Source excerpt
/---
If you’re not familiar with Pakistani Mughlai cuisine – the food of the Muhajir people, the Muslim immigrants who left India after the partition to settle in the newly formed Pakistan – order some Pappadums ($5.90) while you peruse the extensive menu. The menu writing alone is worth your attention – you can feel owner/chef Namir Mirza’s genuine enthusiasm for the dishes he’s presenting.
Pakistani food can be understood as conquered cuisine, with each of the conquerors – Persian, Roman, Greek, British and others – leaving traces on the dishes.
You’ll also find hints of these conquerors in the restaurant's décor, which eschews the dim lighting and colourful clutter of the Surry Hills space, for a more elegant, white-tablecloth affair.
Along the figurines, you’ll find some wonderful geometric pieces common to Islamic art, which has had a somewhat varied attitude to figurative art (art that depicts people) over the years.
Being a Muslim restaurant, Lal Qila does not serve alcohol, though they are happy for you to bring your own. They have created a rather unique range of mocktails, which may be an acquired taste. The watermelon-based Jaam-e-Lal Qila ($7.90) was slightly more palatable than the Jaam-e-Taj Mahal ($7.90), which has a heavy, funky masala layer that my mouth struggled to find refreshing. Next time I’d bring wine.
The tandoor oven is put to good effect here, with marinated, thick-cut ling fillets scrubbing up as my favourite item on a well-presented Shahi Thaal ($34.90) mixed platter for two.
It’s quite a lot of food, so if you’re after a smaller adventure into this style of cooking, consider Shahi Kebab-E-Beef ($24.90) - flavoursome beef turned red with tandoori spices, and cooked in the tandoor oven after being squeezed onto metal skewers.
Our mains arrive in an avalanche of food and flavours. I’m impressed with the number of different styles of dishes that are available here, branching beyond the ubiquitous Indian curries you’ll find across Sydney.
Alive with fresh ginger, a hot plate (tawa) of Zafrani Tawa Chop ($26.90) chosen in chicken, has a garam masala, tomato and onion base. Refreshed at the table with a squeeze of lemon, this dish would likely suit those who are not crash hot on heavy curries.
\---
Recorded information
/---
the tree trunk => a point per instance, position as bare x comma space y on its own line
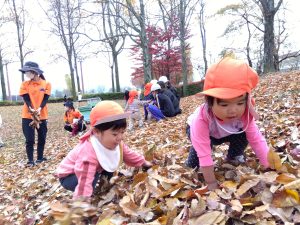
\---
Description of the task
Print the portion of the Lal Qila restaurant review from "Pakistani food can" to "elegant, white-tablecloth affair.", reproducing it word for word.

Task result
Pakistani food can be understood as conquered cuisine, with each of the conquerors – Persian, Roman, Greek, British and others – leaving traces on the dishes.
You’ll also find hints of these conquerors in the restaurant's décor, which eschews the dim lighting and colourful clutter of the Surry Hills space, for a more elegant, white-tablecloth affair.